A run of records
··········
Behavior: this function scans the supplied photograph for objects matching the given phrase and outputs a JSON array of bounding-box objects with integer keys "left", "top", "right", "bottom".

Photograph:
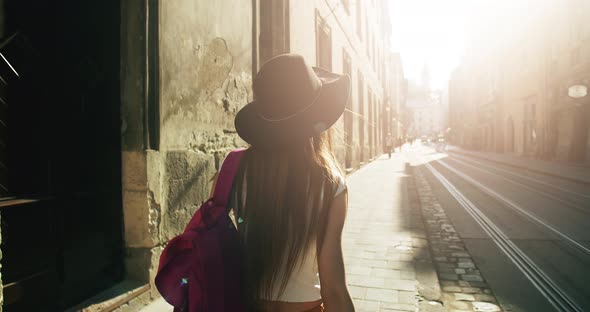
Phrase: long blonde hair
[{"left": 234, "top": 129, "right": 342, "bottom": 307}]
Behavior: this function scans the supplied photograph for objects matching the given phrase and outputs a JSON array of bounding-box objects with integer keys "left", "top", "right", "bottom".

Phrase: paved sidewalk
[
  {"left": 343, "top": 153, "right": 440, "bottom": 311},
  {"left": 447, "top": 146, "right": 590, "bottom": 184},
  {"left": 141, "top": 153, "right": 441, "bottom": 312}
]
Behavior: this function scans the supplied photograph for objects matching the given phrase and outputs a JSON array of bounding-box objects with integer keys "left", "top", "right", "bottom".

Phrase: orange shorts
[{"left": 306, "top": 303, "right": 324, "bottom": 312}]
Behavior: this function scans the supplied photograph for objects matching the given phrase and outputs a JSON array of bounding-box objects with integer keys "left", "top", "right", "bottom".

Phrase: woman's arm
[{"left": 318, "top": 190, "right": 354, "bottom": 312}]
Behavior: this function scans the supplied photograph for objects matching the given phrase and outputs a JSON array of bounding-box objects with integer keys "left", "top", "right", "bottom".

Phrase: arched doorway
[{"left": 0, "top": 0, "right": 124, "bottom": 311}]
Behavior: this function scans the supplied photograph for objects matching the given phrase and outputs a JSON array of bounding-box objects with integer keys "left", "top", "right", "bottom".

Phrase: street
[{"left": 412, "top": 145, "right": 590, "bottom": 311}]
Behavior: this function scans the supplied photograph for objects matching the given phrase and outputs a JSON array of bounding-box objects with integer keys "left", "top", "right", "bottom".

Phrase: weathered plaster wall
[
  {"left": 160, "top": 0, "right": 252, "bottom": 154},
  {"left": 121, "top": 0, "right": 252, "bottom": 297},
  {"left": 159, "top": 0, "right": 252, "bottom": 241},
  {"left": 289, "top": 0, "right": 384, "bottom": 168}
]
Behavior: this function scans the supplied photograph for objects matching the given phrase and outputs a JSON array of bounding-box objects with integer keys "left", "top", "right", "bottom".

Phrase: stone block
[
  {"left": 121, "top": 151, "right": 147, "bottom": 191},
  {"left": 122, "top": 190, "right": 159, "bottom": 248},
  {"left": 162, "top": 151, "right": 215, "bottom": 240},
  {"left": 366, "top": 288, "right": 399, "bottom": 303}
]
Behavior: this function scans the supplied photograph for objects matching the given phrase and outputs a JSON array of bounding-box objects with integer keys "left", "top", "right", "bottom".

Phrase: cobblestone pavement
[
  {"left": 142, "top": 153, "right": 443, "bottom": 312},
  {"left": 413, "top": 168, "right": 501, "bottom": 311},
  {"left": 343, "top": 153, "right": 440, "bottom": 312}
]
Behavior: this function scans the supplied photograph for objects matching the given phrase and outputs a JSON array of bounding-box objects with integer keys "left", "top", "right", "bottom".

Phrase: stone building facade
[
  {"left": 0, "top": 0, "right": 403, "bottom": 311},
  {"left": 450, "top": 0, "right": 590, "bottom": 163}
]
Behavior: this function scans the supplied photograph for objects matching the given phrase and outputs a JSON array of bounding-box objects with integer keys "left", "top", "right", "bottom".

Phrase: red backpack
[{"left": 155, "top": 149, "right": 246, "bottom": 312}]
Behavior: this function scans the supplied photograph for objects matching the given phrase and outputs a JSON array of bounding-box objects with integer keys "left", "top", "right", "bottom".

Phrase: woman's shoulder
[{"left": 334, "top": 173, "right": 347, "bottom": 197}]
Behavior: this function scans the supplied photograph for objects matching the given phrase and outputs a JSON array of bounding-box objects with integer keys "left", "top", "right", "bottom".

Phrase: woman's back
[{"left": 232, "top": 54, "right": 353, "bottom": 311}]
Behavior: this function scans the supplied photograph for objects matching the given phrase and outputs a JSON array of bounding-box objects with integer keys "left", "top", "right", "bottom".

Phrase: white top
[{"left": 224, "top": 154, "right": 346, "bottom": 302}]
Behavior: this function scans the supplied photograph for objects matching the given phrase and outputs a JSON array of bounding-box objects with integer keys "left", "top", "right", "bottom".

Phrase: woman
[{"left": 217, "top": 54, "right": 354, "bottom": 312}]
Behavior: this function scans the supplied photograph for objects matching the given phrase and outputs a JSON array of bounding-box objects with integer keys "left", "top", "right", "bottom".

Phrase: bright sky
[{"left": 389, "top": 0, "right": 473, "bottom": 88}]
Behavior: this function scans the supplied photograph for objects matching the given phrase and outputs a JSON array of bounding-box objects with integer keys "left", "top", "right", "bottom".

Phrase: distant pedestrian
[
  {"left": 224, "top": 54, "right": 354, "bottom": 311},
  {"left": 385, "top": 133, "right": 393, "bottom": 158}
]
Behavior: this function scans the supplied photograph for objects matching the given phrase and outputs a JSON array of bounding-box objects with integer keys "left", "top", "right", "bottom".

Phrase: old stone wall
[
  {"left": 289, "top": 0, "right": 389, "bottom": 168},
  {"left": 159, "top": 0, "right": 252, "bottom": 241},
  {"left": 121, "top": 0, "right": 252, "bottom": 298}
]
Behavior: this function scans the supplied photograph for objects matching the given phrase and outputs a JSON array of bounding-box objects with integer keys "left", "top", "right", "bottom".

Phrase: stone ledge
[{"left": 66, "top": 280, "right": 150, "bottom": 312}]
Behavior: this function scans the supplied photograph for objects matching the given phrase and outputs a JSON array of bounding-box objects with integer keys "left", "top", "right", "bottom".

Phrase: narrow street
[{"left": 412, "top": 144, "right": 590, "bottom": 311}]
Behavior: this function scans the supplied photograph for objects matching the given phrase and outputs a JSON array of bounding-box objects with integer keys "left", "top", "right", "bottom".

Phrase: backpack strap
[{"left": 213, "top": 148, "right": 246, "bottom": 207}]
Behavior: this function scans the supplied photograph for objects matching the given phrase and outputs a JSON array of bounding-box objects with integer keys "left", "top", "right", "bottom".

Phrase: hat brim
[{"left": 234, "top": 67, "right": 350, "bottom": 146}]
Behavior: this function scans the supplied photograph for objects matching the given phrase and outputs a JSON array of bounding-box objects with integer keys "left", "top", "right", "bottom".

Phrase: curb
[
  {"left": 405, "top": 163, "right": 445, "bottom": 312},
  {"left": 412, "top": 168, "right": 503, "bottom": 311}
]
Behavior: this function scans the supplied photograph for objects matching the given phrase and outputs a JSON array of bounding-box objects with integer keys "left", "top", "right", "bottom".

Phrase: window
[
  {"left": 258, "top": 0, "right": 290, "bottom": 65},
  {"left": 316, "top": 10, "right": 332, "bottom": 71},
  {"left": 340, "top": 0, "right": 352, "bottom": 15}
]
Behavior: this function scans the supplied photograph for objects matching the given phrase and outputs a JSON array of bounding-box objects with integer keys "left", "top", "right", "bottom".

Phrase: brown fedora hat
[{"left": 234, "top": 54, "right": 350, "bottom": 146}]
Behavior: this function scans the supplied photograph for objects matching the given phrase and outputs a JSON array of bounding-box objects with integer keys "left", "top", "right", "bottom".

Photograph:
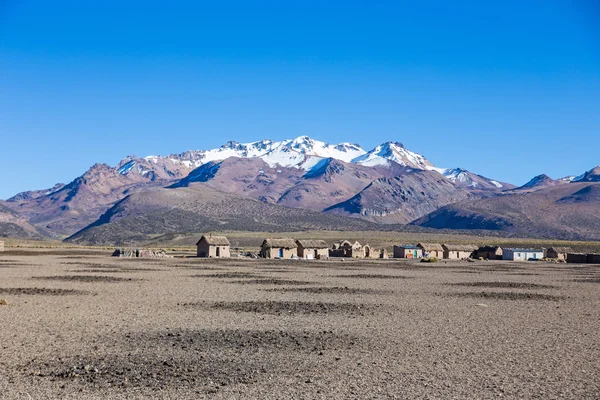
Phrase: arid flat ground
[{"left": 0, "top": 250, "right": 600, "bottom": 399}]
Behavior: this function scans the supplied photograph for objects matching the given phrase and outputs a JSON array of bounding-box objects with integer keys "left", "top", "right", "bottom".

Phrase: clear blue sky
[{"left": 0, "top": 0, "right": 600, "bottom": 198}]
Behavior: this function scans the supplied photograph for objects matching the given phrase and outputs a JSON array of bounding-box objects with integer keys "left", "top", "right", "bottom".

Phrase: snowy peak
[
  {"left": 573, "top": 166, "right": 600, "bottom": 182},
  {"left": 436, "top": 168, "right": 514, "bottom": 191},
  {"left": 521, "top": 174, "right": 555, "bottom": 188},
  {"left": 352, "top": 142, "right": 434, "bottom": 170}
]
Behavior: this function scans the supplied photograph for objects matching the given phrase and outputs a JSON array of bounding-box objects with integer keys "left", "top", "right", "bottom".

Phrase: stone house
··········
Show every line above that contains the string "wall".

◆ Task response:
Phrase: weathered plaster wall
Phrase: old stone wall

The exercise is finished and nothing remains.